> **Given request**:
Lay out as a Markdown table the part of the rows that opens with the line containing "In this photo, where can the highway" and closes with the line containing "pixel 108 507", using the columns "Number" and "Line". Skip any blank lines, and leave the pictures out.

★ ★ ★

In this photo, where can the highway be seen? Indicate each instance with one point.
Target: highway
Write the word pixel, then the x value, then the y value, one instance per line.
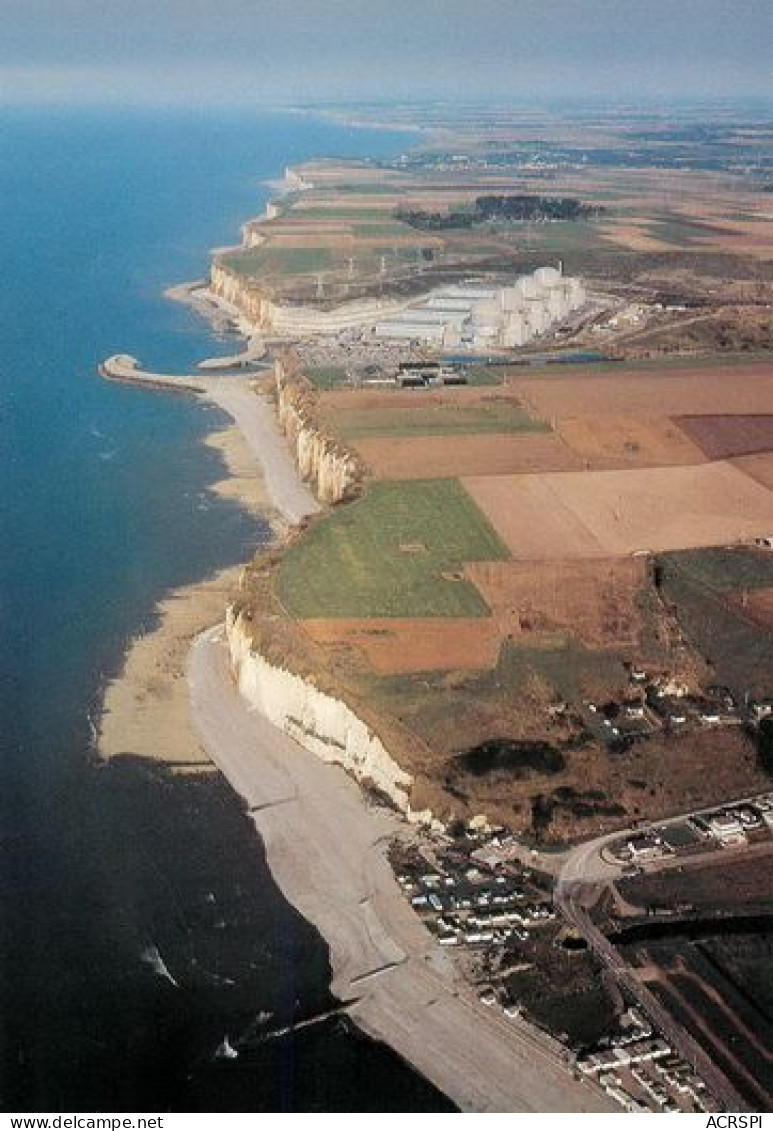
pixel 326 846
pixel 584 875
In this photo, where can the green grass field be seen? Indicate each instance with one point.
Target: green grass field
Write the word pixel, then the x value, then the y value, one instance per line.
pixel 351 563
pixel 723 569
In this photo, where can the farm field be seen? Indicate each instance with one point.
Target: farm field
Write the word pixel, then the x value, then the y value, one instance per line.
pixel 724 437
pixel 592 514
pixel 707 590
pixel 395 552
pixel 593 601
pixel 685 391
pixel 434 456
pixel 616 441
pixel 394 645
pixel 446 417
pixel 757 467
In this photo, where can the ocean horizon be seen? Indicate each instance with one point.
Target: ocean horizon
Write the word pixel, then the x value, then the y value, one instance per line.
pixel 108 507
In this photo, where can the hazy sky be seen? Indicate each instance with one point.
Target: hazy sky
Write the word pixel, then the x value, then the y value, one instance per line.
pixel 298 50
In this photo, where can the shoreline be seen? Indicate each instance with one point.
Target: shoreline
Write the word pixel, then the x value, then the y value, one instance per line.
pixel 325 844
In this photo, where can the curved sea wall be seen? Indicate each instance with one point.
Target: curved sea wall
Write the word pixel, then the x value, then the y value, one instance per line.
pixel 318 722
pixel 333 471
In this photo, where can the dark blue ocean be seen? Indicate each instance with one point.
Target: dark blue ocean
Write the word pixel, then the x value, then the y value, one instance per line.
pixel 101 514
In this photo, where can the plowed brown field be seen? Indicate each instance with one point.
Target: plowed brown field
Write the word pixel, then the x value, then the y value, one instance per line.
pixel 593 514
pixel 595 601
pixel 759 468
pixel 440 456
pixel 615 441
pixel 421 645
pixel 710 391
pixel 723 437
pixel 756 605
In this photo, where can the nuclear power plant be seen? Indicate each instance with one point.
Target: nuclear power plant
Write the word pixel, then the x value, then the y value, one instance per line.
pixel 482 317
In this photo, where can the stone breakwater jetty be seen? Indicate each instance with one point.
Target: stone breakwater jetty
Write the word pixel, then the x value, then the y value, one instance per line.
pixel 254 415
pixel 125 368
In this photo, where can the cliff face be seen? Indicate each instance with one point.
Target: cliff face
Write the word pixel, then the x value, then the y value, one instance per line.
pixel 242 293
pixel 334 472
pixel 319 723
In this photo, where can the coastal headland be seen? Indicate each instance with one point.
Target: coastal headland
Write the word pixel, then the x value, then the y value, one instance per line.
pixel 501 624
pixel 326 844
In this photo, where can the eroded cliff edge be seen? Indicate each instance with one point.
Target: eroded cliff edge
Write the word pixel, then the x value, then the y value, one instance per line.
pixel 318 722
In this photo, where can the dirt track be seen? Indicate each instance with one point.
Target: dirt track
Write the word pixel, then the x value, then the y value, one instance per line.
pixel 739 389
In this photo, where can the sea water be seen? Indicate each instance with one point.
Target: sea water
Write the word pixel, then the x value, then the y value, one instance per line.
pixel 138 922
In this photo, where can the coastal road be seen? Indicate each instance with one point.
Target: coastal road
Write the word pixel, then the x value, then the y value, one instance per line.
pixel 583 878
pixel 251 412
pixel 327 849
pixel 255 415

★ ★ ★

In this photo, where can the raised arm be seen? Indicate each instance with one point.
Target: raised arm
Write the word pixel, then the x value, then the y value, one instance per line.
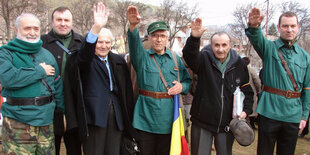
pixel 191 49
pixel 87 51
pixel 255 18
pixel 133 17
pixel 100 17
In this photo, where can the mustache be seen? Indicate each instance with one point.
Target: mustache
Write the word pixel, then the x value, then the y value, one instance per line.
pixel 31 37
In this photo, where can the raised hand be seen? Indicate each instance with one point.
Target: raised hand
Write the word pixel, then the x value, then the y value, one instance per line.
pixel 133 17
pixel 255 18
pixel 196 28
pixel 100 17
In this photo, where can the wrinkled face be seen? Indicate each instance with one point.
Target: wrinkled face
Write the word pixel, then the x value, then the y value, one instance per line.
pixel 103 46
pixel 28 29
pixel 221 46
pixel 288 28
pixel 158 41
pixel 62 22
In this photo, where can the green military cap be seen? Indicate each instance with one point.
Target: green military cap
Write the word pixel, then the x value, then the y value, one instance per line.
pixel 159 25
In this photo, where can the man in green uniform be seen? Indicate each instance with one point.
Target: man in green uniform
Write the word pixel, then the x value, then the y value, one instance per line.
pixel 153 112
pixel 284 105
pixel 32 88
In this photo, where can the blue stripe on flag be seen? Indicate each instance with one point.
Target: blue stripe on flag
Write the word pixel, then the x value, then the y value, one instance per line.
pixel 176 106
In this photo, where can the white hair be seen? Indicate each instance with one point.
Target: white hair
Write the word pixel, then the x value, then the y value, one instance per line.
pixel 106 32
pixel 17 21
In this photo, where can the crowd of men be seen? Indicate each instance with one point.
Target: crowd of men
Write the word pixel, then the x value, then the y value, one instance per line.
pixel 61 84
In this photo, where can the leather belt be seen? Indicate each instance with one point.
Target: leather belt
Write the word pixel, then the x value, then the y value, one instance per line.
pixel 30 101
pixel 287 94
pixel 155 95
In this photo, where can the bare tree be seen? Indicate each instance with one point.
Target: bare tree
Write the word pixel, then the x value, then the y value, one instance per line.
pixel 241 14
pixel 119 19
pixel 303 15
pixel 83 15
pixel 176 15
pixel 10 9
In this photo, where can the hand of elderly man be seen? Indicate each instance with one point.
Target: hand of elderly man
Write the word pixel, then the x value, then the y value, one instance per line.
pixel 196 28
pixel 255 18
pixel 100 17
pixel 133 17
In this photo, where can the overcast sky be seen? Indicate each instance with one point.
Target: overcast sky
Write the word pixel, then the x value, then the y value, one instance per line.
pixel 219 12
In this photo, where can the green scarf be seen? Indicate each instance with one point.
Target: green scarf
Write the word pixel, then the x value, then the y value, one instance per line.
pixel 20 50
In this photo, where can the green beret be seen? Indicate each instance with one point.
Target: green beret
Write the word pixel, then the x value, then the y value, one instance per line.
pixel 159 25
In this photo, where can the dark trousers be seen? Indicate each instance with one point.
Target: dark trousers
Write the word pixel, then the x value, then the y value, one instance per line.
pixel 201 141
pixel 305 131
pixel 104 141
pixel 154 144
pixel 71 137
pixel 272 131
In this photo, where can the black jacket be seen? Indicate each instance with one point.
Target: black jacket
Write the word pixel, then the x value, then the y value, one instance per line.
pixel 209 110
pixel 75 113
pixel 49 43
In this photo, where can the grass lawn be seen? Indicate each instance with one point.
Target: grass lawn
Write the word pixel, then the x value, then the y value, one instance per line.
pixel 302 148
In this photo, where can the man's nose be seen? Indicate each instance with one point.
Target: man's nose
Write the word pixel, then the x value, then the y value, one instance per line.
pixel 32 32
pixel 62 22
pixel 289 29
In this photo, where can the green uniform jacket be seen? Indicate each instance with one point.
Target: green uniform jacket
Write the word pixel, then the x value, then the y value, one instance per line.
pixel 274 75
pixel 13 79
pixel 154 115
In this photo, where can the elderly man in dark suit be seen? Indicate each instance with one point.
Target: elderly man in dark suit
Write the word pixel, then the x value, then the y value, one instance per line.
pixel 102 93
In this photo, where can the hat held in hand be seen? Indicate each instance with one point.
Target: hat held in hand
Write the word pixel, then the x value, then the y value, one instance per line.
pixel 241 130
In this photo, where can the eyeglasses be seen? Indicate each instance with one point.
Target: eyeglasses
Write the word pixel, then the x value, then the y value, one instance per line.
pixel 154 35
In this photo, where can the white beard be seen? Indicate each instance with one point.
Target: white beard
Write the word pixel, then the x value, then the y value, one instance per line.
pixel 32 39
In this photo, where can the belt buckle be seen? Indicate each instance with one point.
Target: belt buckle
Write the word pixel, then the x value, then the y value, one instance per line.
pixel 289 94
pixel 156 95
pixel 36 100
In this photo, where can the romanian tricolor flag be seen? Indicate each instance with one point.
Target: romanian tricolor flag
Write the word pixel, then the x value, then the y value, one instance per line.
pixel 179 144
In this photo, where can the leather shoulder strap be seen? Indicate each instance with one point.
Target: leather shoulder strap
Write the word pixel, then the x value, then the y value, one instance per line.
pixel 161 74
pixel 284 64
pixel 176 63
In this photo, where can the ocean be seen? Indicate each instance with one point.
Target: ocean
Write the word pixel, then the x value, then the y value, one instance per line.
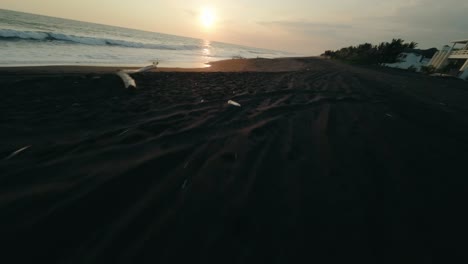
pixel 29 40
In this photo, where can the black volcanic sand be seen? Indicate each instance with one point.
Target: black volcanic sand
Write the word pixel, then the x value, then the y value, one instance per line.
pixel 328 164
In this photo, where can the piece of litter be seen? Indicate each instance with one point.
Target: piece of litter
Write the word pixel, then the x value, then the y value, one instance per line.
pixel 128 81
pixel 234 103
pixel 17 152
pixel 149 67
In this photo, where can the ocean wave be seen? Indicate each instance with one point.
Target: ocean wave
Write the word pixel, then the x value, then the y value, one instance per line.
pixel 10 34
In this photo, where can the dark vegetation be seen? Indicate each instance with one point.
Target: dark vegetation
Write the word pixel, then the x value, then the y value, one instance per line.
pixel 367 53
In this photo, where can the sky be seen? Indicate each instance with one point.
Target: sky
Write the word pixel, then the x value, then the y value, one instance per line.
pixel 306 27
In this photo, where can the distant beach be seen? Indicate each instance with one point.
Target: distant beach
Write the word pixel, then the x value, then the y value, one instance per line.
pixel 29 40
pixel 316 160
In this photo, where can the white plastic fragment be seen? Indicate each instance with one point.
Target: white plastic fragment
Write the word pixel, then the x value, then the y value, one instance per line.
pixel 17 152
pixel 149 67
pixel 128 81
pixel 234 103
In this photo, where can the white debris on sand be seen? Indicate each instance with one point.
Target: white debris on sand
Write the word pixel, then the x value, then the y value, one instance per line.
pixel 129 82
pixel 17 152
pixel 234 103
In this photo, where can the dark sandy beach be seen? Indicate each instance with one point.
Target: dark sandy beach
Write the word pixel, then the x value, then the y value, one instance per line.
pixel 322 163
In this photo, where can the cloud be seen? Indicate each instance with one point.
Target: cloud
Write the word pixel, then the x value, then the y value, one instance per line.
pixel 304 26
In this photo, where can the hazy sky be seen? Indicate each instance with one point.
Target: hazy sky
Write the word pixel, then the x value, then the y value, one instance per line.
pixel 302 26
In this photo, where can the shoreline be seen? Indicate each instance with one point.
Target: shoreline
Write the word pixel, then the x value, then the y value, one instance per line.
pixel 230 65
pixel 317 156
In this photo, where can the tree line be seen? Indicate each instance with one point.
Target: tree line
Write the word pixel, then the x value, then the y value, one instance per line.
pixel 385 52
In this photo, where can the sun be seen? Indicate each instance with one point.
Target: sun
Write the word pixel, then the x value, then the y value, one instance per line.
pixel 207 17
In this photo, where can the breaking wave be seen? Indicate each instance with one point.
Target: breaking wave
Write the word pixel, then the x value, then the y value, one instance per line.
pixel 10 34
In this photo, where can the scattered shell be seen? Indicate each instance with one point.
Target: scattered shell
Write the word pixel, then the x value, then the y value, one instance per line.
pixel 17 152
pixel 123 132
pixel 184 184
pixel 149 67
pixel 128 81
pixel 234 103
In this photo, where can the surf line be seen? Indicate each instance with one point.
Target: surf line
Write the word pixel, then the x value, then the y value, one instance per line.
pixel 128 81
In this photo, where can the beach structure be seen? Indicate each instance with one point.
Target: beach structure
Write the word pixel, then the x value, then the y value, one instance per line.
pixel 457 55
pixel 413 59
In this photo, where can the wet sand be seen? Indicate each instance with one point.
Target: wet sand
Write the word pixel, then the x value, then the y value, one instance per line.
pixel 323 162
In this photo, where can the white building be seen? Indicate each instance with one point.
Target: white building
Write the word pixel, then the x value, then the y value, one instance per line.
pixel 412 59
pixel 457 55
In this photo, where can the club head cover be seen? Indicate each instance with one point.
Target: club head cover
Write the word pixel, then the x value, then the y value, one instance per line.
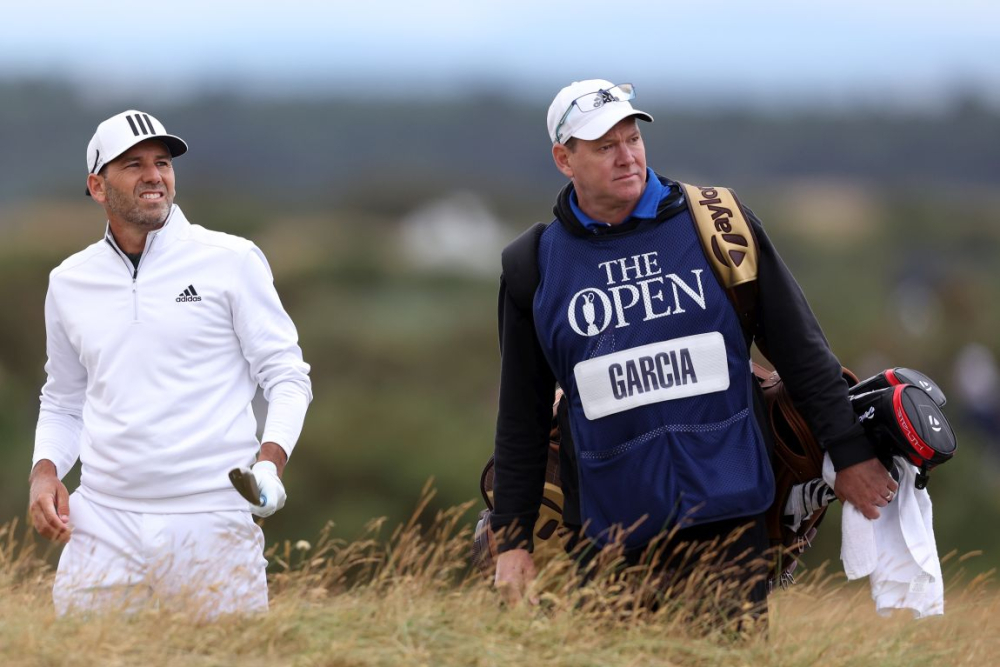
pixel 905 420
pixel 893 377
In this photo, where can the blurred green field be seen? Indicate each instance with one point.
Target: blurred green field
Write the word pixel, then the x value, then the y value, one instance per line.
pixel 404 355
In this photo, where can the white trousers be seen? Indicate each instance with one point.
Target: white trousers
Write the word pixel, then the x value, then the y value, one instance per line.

★ ★ ★

> **Written solution**:
| Number | Line |
|---|---|
| 1 | In this photo, where can the highway be seen? Indicate each instance with one point. |
| 2 | Target: highway |
| 3 | Write the word pixel, then the x value, then the y value, one instance per line. |
| 4 | pixel 326 846 |
| 5 | pixel 584 875 |
| 6 | In this photo, where can the green grass field be seen? Indicate each instance with one point. |
| 7 | Target: green grass field |
| 8 | Write the word pixel, then the x value, then the y value, one instance per line. |
| 9 | pixel 351 563 |
| 10 | pixel 723 569 |
| 11 | In this photo, where can the farm field be seen? Indicate each instance with one point. |
| 12 | Target: farm field |
| 13 | Write the word pixel, then the x value, then the y value, one instance per line. |
| 14 | pixel 724 437 |
| 15 | pixel 592 514 |
| 16 | pixel 707 590 |
| 17 | pixel 395 552 |
| 18 | pixel 593 601 |
| 19 | pixel 685 391 |
| 20 | pixel 434 456 |
| 21 | pixel 616 441 |
| 22 | pixel 394 645 |
| 23 | pixel 446 417 |
| 24 | pixel 757 467 |
| 25 | In this photo, where can the ocean horizon be seen? Indicate each instance with one point. |
| 26 | Target: ocean horizon |
| 27 | Write the word pixel, then the x value, then the y value, one instance per line. |
| 28 | pixel 108 507 |